◆ To be done:
Which lines in the data below contain the string "frame", with case counting? Pull out each such line and copy it whole.

◆ Task inputs:

⟨

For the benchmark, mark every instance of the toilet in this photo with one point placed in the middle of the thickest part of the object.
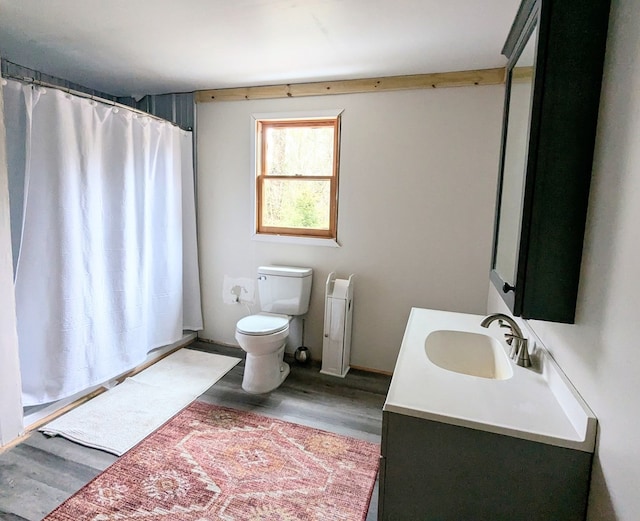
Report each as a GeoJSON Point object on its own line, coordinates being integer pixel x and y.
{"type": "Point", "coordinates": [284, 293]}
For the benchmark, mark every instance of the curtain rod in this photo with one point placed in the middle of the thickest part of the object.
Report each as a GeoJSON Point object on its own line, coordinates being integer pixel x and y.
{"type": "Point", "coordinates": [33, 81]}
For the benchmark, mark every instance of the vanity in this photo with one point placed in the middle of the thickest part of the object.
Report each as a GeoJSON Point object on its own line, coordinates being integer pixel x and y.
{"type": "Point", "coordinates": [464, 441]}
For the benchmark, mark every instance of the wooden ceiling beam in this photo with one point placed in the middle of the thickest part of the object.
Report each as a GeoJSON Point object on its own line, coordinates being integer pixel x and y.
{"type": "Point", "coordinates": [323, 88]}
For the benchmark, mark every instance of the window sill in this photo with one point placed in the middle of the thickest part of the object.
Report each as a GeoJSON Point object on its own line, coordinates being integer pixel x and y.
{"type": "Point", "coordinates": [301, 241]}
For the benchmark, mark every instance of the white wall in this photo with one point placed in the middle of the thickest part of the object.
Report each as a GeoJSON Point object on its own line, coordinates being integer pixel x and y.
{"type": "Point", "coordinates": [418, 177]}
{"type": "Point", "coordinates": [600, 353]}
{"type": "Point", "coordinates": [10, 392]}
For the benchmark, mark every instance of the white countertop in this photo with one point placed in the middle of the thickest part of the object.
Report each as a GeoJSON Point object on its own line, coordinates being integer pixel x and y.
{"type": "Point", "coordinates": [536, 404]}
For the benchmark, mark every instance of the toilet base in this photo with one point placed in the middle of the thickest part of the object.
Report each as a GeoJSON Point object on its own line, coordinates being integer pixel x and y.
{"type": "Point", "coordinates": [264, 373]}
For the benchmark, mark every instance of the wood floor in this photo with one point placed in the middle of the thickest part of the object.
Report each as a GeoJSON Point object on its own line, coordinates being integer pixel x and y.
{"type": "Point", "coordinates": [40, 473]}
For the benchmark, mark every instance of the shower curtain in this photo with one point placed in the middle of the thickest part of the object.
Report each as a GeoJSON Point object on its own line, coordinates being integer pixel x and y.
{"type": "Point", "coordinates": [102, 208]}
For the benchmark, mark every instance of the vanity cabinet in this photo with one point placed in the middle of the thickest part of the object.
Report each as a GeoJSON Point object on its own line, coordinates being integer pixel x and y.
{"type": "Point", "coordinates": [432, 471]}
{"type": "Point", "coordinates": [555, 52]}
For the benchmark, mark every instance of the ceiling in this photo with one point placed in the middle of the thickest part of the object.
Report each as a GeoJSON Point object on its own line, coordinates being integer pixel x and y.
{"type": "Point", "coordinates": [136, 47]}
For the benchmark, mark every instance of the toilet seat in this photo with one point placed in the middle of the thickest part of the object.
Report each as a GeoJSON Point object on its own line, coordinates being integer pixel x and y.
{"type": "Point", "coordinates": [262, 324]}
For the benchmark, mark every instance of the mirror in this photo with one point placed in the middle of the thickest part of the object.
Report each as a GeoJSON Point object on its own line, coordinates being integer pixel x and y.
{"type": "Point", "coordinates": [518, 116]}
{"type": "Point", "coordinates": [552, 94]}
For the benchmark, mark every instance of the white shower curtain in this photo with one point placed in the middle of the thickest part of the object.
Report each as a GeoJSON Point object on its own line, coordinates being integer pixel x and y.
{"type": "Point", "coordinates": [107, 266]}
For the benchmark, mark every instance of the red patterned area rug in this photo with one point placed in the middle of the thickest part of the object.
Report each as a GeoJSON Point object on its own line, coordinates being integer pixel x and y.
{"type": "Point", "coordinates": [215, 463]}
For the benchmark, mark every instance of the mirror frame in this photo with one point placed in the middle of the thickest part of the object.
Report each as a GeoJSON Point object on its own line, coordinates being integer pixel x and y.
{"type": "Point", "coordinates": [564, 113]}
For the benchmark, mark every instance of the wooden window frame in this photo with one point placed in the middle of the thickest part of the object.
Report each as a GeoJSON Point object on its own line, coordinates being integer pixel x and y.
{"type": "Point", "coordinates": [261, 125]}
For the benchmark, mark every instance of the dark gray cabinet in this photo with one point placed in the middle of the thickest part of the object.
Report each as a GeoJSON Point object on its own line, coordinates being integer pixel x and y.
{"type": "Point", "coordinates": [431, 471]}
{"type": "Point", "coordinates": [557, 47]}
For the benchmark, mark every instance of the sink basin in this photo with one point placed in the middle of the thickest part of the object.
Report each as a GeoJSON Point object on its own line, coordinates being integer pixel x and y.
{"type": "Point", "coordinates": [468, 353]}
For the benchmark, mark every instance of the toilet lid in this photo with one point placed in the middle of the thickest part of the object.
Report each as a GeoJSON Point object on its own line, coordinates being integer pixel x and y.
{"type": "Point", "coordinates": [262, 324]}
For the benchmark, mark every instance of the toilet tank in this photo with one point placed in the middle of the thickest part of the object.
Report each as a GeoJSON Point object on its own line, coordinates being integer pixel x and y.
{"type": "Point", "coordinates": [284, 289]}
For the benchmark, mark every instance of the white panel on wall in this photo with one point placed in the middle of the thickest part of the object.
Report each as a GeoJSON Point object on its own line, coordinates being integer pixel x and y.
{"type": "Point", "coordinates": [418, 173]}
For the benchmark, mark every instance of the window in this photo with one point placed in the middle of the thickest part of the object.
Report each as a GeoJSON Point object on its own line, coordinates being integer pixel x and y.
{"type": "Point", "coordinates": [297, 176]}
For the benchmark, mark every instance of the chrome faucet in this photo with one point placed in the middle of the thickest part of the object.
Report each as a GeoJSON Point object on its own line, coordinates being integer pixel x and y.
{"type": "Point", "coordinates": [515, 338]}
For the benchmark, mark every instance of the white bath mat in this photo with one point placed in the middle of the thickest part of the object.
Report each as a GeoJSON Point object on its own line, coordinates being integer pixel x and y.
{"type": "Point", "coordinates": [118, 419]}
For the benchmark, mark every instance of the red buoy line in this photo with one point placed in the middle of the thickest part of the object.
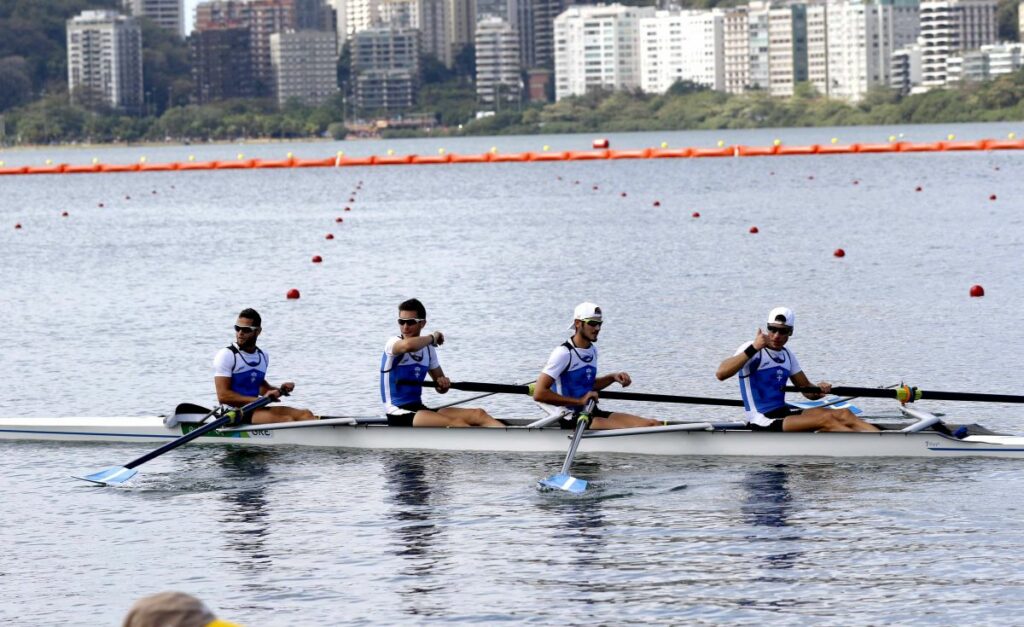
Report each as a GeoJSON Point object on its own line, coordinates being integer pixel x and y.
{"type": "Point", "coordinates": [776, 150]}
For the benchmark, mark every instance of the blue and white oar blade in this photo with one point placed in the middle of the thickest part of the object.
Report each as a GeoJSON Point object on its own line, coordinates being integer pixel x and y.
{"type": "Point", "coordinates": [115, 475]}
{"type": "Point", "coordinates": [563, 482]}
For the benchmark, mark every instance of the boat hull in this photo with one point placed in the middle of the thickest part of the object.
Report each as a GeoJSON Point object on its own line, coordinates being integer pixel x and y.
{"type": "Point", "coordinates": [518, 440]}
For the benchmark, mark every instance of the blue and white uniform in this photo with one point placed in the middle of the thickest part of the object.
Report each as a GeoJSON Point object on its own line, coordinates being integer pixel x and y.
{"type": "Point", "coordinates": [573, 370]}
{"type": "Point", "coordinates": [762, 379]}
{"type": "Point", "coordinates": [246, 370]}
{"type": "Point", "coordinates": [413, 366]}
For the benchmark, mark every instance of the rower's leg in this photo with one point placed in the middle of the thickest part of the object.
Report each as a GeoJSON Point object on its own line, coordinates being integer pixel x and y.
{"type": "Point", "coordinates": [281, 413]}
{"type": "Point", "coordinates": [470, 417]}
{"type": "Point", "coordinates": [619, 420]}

⟩
⟨

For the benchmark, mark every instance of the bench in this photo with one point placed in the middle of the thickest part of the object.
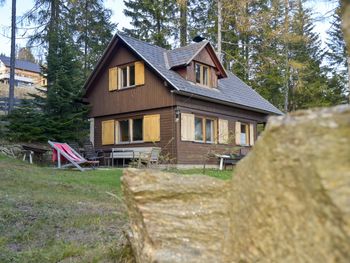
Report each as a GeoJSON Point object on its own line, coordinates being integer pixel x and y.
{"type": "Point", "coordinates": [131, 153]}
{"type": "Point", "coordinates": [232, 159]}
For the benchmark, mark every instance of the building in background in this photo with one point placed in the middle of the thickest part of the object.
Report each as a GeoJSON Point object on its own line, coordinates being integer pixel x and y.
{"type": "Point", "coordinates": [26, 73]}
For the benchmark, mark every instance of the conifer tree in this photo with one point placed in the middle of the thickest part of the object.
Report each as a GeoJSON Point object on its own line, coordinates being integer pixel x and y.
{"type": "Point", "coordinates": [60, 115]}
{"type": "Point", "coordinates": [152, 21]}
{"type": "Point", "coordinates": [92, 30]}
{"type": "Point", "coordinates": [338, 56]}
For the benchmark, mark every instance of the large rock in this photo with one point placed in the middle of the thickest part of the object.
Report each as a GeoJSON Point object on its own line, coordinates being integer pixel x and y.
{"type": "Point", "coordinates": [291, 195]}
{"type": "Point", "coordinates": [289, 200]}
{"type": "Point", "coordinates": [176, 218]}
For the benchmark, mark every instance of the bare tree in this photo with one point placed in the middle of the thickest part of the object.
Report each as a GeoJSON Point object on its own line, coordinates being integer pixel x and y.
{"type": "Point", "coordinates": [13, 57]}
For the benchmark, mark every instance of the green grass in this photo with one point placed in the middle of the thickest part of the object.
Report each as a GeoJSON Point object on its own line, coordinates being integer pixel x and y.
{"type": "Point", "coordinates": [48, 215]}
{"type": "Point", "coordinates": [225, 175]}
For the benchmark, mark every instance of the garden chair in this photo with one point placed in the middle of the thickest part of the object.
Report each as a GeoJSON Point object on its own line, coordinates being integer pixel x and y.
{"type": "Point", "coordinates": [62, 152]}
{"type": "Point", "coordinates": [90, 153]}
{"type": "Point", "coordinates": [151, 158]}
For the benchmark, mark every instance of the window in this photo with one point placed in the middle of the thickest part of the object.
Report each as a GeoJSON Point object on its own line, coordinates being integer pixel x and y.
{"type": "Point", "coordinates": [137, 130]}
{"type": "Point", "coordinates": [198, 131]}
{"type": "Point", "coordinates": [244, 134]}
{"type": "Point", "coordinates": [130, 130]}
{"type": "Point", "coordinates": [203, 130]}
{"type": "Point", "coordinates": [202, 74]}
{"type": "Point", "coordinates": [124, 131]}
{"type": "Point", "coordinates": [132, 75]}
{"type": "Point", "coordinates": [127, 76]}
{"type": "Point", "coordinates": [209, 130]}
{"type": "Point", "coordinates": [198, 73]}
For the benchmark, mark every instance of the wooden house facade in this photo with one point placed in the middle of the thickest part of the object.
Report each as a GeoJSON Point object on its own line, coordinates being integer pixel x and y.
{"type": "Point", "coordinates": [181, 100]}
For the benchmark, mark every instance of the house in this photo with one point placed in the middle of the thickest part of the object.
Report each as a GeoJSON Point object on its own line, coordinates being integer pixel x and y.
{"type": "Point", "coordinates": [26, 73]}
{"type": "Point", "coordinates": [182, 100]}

⟩
⟨

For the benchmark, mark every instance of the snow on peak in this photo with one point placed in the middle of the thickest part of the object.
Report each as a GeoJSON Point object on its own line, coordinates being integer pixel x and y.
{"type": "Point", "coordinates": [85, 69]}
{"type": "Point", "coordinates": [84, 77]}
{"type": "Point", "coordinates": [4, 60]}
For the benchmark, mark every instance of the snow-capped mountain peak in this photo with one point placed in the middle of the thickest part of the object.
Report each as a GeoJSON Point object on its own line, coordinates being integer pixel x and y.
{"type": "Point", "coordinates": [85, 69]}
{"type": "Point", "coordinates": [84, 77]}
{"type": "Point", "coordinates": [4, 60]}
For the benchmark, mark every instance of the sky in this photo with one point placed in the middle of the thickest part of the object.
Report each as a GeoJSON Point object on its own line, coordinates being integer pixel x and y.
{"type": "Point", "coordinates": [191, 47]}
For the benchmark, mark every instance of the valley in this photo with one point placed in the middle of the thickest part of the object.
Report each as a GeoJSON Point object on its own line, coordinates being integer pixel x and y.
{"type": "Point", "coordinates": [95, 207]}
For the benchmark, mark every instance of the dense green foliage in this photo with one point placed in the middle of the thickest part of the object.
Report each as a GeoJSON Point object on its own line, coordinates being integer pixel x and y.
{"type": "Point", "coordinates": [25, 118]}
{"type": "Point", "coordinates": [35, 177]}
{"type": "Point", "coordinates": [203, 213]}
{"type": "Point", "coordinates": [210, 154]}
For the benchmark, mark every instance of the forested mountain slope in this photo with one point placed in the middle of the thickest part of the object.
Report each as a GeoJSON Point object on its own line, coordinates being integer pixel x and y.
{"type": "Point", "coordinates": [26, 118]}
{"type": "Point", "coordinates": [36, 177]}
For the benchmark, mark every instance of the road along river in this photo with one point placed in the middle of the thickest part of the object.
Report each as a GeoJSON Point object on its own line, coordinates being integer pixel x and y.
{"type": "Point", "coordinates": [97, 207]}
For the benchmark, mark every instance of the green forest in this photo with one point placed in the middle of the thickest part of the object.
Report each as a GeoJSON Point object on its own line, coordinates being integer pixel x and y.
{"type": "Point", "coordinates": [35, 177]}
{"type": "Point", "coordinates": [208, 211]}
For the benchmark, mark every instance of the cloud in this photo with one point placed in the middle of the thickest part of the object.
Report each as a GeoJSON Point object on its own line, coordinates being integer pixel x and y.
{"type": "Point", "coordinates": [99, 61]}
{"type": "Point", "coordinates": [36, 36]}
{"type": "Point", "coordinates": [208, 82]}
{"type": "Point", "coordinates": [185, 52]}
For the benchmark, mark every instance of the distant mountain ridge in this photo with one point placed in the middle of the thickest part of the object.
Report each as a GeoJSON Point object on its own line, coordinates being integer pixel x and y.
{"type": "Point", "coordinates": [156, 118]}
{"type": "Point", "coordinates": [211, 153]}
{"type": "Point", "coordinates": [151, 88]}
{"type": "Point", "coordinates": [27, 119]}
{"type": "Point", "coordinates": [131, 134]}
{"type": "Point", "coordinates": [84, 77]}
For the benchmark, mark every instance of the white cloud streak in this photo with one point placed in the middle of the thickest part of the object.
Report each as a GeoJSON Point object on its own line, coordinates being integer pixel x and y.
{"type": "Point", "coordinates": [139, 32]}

⟩

◆ Written solution:
For the benchmark, mark every instance of the mirror frame in this photo with one point placed in the middle of the thickest part of the object.
For the benchmark, mark every instance of the wooden window frame in this photo with one point placed in the middle of the thickest part of the object.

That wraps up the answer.